Data items –
++++++++

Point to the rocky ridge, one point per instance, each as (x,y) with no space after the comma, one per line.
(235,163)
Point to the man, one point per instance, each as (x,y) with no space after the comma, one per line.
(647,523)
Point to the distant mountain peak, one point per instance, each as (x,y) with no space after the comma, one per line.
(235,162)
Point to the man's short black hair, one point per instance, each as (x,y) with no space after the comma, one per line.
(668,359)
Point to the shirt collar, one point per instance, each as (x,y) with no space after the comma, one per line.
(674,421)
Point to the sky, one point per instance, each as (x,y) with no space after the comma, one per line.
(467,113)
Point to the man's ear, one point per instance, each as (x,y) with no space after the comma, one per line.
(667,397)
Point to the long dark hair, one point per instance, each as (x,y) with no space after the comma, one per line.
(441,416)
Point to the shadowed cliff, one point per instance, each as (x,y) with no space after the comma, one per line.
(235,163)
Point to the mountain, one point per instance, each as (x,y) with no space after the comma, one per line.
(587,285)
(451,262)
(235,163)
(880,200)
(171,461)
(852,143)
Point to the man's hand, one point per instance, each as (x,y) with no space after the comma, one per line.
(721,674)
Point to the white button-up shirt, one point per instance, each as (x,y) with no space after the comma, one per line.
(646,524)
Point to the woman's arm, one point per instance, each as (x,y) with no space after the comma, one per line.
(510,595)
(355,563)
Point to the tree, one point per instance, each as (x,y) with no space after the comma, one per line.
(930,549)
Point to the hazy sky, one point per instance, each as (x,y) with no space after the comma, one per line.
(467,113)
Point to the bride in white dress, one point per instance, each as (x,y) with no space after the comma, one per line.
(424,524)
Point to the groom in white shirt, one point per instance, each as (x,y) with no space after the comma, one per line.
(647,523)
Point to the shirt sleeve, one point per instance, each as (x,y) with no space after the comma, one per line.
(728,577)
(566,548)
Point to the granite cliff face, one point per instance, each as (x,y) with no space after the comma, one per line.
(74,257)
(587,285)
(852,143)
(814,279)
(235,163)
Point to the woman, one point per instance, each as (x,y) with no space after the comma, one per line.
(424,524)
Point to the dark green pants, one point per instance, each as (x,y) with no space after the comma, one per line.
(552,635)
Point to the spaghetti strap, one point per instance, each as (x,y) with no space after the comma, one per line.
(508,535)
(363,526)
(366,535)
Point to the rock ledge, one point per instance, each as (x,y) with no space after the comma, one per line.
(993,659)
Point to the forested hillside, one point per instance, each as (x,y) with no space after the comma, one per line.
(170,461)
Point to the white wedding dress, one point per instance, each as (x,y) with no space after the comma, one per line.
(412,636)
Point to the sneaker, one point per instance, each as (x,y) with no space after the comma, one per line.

++++++++

DIRECTION – Set out as a numbered list the lines above, from the line with "Point to the spaghetti" through the final line, omitting any blank lines.

FINAL RESULT –
1. Point to the spaghetti strap, one point per instance, each as (x,y) with no space after the comma, one per line.
2. (508,535)
3. (363,526)
4. (366,535)
5. Point to the rock ledge, one point per instance, each as (x,y) with no space after the comma, one per line.
6. (993,659)
7. Point to the forested hillside, one point per instance, each as (x,y) with no space after the comma, one per line.
8. (170,461)
9. Point to the white wedding dress, one point per instance, each as (x,y) with no space after the comma, one per line.
10. (412,636)
11. Point to the sneaker, one point per instance, each as (x,y) with no space after the comma, one per line.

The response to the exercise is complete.